● BRIEF A
Answer these three questions using the post on two Patrick Malahide characters, marking each answer with the matching numeral.
(i) What did John Poole teach before he retired?
(ii) Who took on the role of Balon Greyjoy's son?
(iii) What does Matt, Leanne's second husband, work as?
● BRIEF B
Summarize the post on two Patrick Malahide characters in two sentences.
--- START OF PAGE ---
It’s been a while since we’ve done one of these posts where we take a look at a couple of incredibly different Patrick Malahide characters. It is always amazing to us how easily he can transform from one character to another, so here’s a new installment of Are We Sure They’re Played by the Same Guy.
John Poole and Balon Greyjoy
John Poole is a seemingly happily married, retired science teacher who now spends his time making homemade jam and being a pretty awesome grandfather, particularly to his eldest grandchild Tanya. His life however takes a very bad turn when his only daughter Leanne disappears, leaving behind a husband and three children. How he and the rest of the family cope with this is an integral part of the series.
Lord Balon Greyjoy is, as I’m sure you well know, the ruler of the Iron Islands. He has long held ambitions for expanding his rule and has a habit of starting rebellions. His last rebellion went particularly badly when two of his sons were killed. His youngest son, Theon, was taken away from him in order to ensure fealty to the then ruler of the Iron Throne King Robert Baratheon. Balon spent the next several years stewing away while his only daughter Yara took on the role of his son.
When we first meet John Poole he seems to have it together. While we get hints that his self-centered wife Barbara doesn’t fully appreciate him, he comes across as contented with his jam making hobby and his close relationships with his daughter Leanne and teenage granddaughter Tanya. Everything about him exudes warm coziness.
But we know he isn’t too happy with Leanne’s choices in partners. Her first husband Daf is a self-centered jerk and a lousy father to Tanya. Leanne’s second husband Matt is a much better person, but it seems John doesn’t fully approve of him. Matt works as a personal trainer and is Black. He obviously doesn’t hate Matt, but there is a spikiness which shows John isn’t as perfect as he initially seems and can be more emotionally driven, especially when it comes to his daughter.
--- END OF PAGE ---
--- START OF EXTRACTED DATA ---
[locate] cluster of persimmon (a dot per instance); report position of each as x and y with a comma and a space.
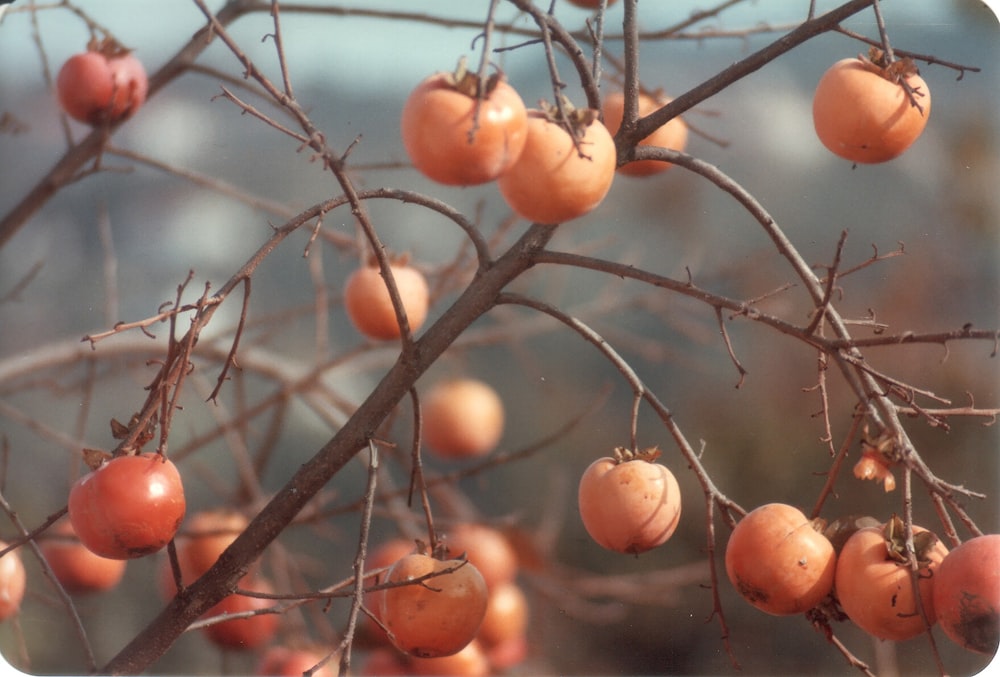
456, 611
784, 564
460, 610
551, 164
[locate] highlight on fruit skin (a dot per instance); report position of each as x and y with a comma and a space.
867, 111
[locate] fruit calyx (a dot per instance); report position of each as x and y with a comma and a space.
624, 454
895, 543
108, 47
878, 454
469, 83
897, 71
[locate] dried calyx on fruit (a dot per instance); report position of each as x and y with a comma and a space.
878, 454
895, 542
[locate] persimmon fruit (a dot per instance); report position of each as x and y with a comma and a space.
439, 615
105, 84
967, 594
460, 131
629, 503
486, 548
130, 506
369, 306
13, 581
862, 113
557, 178
462, 418
873, 581
778, 561
76, 568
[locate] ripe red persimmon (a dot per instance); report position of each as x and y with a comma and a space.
967, 594
629, 503
369, 306
778, 561
248, 632
873, 580
76, 568
462, 418
556, 179
671, 135
460, 131
130, 506
438, 616
12, 582
862, 113
105, 84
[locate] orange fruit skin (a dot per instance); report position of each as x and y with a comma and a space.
862, 117
551, 183
967, 594
76, 568
671, 135
369, 306
778, 562
129, 507
436, 618
506, 615
629, 507
436, 124
463, 418
12, 582
876, 592
487, 549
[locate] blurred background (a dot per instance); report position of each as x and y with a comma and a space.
116, 244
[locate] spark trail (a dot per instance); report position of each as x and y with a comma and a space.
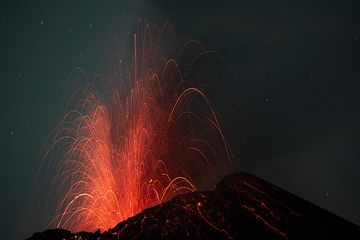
148, 137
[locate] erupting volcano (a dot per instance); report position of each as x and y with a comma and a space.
147, 136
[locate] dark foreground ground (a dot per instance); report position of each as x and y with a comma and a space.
242, 206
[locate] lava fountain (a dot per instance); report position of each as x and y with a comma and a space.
150, 135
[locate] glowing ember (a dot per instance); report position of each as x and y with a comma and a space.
136, 144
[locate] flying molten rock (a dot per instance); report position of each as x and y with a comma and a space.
147, 137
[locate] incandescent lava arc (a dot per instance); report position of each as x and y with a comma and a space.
150, 135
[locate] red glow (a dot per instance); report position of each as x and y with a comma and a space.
136, 145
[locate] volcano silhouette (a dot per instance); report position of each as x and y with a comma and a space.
242, 206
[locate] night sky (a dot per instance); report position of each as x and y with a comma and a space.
294, 119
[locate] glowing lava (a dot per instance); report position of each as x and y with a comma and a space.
150, 136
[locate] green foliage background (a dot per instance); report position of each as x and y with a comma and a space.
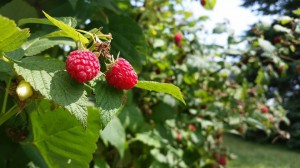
136, 128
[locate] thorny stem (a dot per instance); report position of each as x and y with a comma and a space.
5, 96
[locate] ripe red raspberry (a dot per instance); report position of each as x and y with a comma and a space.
222, 160
178, 137
203, 2
177, 38
192, 127
264, 109
277, 40
82, 65
121, 75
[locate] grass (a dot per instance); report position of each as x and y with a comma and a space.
253, 155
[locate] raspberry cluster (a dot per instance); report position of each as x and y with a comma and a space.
83, 66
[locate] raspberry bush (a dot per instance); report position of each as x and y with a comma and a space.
82, 87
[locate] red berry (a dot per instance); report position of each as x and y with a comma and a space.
178, 137
298, 68
177, 38
203, 2
264, 109
222, 160
121, 75
82, 65
277, 40
192, 127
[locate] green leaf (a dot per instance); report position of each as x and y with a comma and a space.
15, 55
57, 140
132, 117
6, 71
13, 37
18, 9
114, 133
266, 45
67, 20
38, 45
297, 11
70, 31
161, 87
109, 100
48, 76
149, 138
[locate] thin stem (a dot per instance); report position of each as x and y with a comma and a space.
5, 96
12, 111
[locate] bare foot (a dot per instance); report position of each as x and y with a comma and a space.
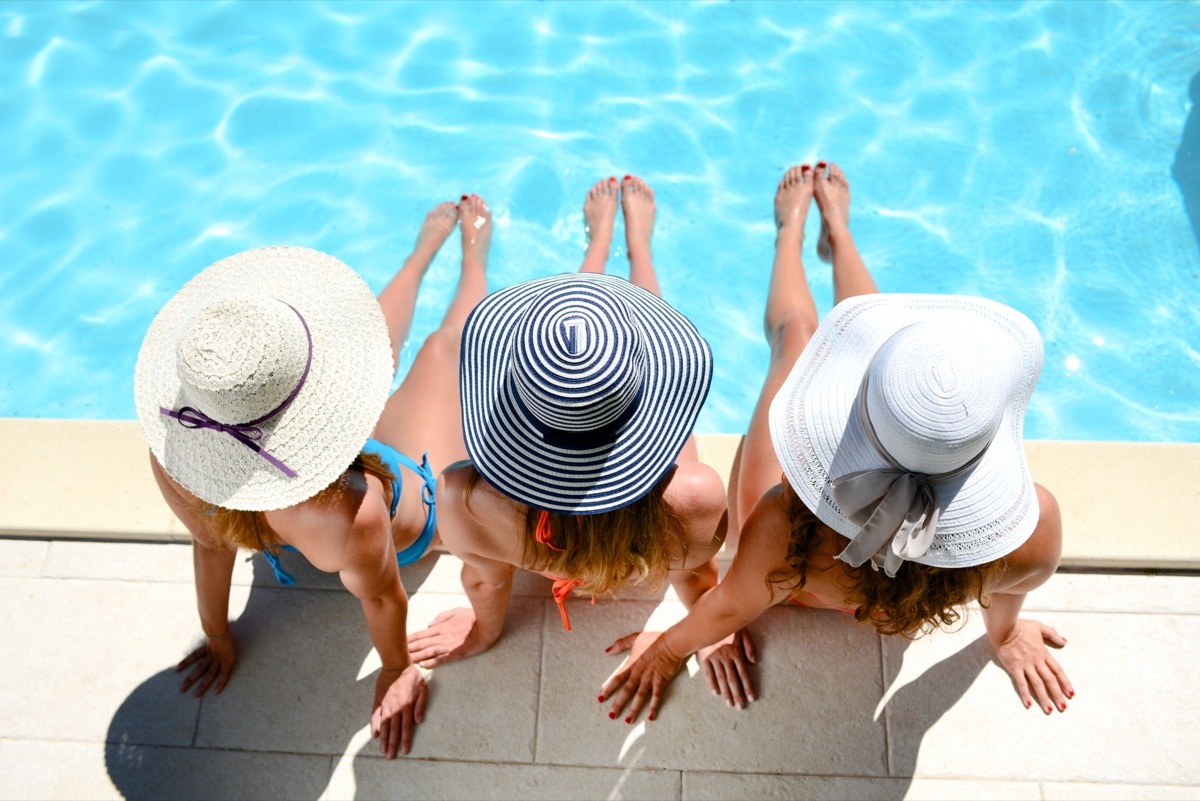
--- END OF EXTRACTED DATA ---
● CORRECT ANSWER A
(i) Science.
(ii) His only daughter, Yara.
(iii) A personal trainer.

● CORRECT ANSWER B
The post sets two very different Patrick Malahide characters side by side: John Poole, a retired science teacher whose only daughter Leanne disappears, and Lord Balon Greyjoy, the ruler of the Iron Islands, whose last rebellion cost him two sons. John first seems warm and contented, but his reaction to Leanne's partners shows he is not as perfect as he appears and can be emotionally driven.